Exercise details = There is one span to output from the data below: the lines starting at the line with "person in yellow" and ending at the line with "of the semi". Output it exactly, ends included, nothing more.

Stored data =
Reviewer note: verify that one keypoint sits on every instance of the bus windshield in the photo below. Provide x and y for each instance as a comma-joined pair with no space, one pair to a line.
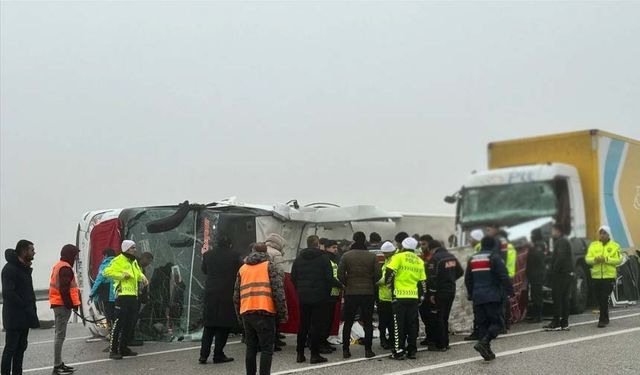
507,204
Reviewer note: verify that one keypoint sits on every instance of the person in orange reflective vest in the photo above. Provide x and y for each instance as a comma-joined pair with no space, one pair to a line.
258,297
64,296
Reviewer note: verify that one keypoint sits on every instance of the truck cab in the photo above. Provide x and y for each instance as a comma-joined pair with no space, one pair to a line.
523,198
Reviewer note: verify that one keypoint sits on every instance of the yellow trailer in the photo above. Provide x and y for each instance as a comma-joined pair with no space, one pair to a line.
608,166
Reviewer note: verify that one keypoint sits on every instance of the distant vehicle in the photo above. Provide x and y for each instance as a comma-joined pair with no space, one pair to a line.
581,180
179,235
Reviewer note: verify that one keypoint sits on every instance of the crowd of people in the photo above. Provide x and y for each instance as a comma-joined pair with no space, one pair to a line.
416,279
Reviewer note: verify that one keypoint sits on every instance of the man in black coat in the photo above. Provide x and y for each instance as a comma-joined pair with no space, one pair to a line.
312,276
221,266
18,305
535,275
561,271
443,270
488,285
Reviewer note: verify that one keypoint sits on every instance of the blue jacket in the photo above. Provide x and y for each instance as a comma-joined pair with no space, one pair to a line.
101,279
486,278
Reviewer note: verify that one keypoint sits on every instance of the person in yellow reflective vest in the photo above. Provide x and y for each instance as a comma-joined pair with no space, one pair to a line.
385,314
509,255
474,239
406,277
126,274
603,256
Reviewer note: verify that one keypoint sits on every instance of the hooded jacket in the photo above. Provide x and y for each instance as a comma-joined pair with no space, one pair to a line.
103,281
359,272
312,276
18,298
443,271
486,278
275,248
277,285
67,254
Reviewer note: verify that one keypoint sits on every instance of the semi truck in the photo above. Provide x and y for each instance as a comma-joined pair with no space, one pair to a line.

* * *

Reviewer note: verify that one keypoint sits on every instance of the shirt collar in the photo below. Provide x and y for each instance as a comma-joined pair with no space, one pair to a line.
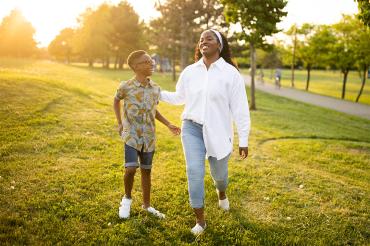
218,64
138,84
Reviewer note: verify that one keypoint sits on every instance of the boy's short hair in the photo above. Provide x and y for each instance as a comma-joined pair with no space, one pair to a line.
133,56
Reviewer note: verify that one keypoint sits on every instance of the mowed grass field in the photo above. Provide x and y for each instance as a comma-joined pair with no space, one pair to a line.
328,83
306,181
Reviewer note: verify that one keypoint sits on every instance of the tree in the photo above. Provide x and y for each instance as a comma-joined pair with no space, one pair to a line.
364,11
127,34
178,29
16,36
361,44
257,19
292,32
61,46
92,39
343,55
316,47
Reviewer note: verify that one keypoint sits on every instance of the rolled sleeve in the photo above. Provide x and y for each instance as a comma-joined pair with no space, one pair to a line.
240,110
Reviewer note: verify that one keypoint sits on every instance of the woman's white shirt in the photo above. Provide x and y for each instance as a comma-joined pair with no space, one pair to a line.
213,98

==

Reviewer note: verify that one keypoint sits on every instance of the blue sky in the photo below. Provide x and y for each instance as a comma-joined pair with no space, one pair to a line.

Solution to this task =
Reviewer note: verify that one keypoint sits on every instance of the person in yellow reflective vest in the photo above. Provide x and y for each instance as a comma-joined pair with no space, one pair to a line.
385,314
509,255
474,239
406,277
126,274
603,256
Reviewer note: verify that one keypoint sits on every instance of the hooded jacket in the photo above. Provide x and y for each instance as a comma-joined pair with no space, one pair to a line.
103,281
359,272
312,276
18,298
443,271
486,278
275,248
277,285
67,254
Reviewer note: verify that one keypoint sits on every instance of the semi truck in the photo above. Provide x and y for each instance as a comma-joined pair with no space, one pair to a line.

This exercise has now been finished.